Passage>

A friend of mine had breast cancer. She asked her doctors, “Should I take chemo?” They all said yes. She trusted that they wanted the best for her, but wondered where their trust in that advice came from? Was their research current, reliable, and apply to her as an individual? She did the chemo.
Webster says, Trust = you can rely on the integrity, strength, or ability of a person or thing. Trust is respect + communication + context. Making choices about your health in a bed of trust is hard enough. Making choices in the swamp of distrust can be crazy making.
As a person, I try to build trust – in relationships. It starts with being trustworthy. I feel better in that bed of trust. Still, trust in myself, ourselves, is key. Ultimately, it’s our lives. We face the consequences of our decisions. I’m greatly relieved that I trust I can adjust and make a different choice if the one I made didn’t work out. Trust.
Imagine sitting down with your patient and care partner to find them prepared to choose a treatment that works for them.

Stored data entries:
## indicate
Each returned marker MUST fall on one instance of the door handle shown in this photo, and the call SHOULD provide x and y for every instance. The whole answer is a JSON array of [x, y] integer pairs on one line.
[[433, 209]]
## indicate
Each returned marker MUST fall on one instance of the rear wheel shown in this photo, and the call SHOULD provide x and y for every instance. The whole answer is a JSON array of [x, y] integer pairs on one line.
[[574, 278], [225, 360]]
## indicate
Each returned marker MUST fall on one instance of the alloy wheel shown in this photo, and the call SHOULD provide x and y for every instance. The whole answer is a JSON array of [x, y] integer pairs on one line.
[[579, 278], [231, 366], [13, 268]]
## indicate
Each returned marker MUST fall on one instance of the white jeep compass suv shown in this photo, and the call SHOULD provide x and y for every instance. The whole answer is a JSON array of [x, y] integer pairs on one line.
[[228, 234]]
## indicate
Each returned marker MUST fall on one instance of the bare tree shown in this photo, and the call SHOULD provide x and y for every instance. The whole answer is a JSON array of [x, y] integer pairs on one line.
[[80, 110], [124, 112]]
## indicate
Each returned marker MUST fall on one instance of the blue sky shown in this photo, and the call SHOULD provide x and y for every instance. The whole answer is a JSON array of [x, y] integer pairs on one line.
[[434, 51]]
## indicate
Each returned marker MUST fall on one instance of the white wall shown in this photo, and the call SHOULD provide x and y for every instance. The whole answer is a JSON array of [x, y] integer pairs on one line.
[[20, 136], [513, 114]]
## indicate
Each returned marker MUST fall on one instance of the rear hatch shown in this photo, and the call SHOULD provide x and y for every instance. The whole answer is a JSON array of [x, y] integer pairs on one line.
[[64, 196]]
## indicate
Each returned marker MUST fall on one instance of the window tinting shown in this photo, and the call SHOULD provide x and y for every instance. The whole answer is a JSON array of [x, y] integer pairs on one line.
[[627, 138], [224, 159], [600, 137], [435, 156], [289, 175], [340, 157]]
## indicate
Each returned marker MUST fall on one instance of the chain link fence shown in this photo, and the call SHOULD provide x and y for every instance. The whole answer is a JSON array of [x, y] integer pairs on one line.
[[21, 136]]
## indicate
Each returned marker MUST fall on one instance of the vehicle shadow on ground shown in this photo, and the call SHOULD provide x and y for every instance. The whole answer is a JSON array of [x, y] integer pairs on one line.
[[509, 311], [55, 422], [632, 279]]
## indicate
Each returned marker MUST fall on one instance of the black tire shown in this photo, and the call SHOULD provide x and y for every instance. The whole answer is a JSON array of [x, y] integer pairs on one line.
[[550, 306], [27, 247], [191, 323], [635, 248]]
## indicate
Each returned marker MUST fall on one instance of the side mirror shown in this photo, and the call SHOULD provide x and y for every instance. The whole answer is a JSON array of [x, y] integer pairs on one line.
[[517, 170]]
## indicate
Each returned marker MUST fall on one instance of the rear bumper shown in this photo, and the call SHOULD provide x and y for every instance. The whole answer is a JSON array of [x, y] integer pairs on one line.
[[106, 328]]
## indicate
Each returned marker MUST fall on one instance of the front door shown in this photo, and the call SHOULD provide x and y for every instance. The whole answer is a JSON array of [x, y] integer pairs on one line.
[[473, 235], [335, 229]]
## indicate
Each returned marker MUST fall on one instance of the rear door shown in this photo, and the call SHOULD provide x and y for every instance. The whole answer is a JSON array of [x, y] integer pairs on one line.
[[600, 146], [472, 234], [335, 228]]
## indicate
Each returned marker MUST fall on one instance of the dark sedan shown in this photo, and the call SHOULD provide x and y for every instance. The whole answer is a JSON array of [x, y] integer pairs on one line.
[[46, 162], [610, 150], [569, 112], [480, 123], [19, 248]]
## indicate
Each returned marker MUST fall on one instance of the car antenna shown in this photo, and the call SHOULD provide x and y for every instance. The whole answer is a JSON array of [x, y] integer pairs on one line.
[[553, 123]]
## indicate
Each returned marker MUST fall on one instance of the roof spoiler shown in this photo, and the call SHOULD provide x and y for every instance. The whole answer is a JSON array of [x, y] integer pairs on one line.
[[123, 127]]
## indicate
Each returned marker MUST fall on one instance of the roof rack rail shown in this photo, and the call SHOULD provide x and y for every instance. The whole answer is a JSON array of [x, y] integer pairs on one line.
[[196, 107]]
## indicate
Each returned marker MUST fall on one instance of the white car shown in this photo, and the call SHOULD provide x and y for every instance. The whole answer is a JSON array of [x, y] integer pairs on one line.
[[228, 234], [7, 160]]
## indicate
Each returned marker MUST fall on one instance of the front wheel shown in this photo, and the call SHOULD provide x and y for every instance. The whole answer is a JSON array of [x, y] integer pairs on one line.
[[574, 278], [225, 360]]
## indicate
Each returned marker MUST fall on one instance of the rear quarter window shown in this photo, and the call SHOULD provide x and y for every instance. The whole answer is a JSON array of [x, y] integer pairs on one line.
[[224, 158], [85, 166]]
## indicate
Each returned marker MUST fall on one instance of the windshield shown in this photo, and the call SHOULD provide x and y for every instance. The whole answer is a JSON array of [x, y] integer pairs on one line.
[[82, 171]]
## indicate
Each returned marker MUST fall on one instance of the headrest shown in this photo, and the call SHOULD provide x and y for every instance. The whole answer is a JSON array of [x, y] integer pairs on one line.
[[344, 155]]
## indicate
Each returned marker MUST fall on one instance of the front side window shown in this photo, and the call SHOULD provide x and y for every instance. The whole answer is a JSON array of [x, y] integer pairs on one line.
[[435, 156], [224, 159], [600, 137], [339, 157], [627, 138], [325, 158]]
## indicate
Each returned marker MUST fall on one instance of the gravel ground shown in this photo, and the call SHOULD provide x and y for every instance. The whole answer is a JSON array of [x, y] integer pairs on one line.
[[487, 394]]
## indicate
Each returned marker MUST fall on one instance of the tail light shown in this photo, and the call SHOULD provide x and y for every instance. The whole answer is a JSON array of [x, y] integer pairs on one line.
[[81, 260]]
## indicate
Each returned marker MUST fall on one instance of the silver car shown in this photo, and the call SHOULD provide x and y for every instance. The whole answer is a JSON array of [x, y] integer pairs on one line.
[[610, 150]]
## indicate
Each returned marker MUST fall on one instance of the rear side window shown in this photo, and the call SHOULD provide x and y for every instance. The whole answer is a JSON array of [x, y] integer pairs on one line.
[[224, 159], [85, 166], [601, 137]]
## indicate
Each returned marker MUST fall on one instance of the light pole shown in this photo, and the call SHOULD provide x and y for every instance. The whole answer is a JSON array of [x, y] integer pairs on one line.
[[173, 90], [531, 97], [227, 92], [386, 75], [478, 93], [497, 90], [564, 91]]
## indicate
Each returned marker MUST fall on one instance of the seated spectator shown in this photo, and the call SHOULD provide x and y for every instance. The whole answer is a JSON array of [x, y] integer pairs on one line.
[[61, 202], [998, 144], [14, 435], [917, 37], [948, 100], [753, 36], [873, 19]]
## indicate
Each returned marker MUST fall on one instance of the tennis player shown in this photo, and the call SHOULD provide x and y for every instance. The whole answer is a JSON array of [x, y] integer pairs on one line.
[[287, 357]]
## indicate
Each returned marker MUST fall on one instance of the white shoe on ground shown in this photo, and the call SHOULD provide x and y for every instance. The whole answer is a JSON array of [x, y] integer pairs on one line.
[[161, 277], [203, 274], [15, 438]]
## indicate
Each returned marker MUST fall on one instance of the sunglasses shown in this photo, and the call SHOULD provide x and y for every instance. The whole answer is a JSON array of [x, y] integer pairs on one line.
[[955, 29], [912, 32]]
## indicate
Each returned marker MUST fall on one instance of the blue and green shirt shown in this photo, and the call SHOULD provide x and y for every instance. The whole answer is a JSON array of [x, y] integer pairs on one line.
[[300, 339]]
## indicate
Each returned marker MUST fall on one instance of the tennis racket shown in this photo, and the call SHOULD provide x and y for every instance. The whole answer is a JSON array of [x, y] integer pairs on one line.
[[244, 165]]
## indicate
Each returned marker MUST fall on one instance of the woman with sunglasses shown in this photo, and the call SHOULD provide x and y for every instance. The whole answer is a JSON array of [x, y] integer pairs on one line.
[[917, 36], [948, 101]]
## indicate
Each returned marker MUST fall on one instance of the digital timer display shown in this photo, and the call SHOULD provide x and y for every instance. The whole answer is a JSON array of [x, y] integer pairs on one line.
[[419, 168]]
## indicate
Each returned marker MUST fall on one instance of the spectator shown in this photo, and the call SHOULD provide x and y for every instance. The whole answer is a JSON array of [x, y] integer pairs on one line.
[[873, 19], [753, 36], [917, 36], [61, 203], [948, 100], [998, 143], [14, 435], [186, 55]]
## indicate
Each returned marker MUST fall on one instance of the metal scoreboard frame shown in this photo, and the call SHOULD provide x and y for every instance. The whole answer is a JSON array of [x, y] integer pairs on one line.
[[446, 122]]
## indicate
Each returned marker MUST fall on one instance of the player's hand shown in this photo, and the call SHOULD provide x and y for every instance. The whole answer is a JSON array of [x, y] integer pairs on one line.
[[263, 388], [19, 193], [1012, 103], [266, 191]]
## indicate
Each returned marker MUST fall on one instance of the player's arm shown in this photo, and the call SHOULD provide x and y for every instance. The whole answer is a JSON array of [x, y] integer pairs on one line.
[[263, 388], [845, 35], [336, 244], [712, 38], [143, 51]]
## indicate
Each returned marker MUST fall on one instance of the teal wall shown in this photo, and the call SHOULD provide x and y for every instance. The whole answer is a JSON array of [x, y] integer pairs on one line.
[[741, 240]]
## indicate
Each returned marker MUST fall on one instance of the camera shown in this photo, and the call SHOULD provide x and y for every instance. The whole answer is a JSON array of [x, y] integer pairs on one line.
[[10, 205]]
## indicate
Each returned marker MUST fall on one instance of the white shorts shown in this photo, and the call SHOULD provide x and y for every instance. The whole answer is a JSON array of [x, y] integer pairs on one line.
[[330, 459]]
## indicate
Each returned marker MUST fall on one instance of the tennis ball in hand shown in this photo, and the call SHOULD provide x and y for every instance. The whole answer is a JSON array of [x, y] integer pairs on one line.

Exercise goal>
Transcribe the passage on trust word for word, starting at "A friend of" and ending at "did the chemo.".

Answer section>
A friend of mine had breast cancer. She asked her doctors, “Should I take chemo?” They all said yes. She trusted that they wanted the best for her, but wondered where their trust in that advice came from? Was their research current, reliable, and apply to her as an individual? She did the chemo.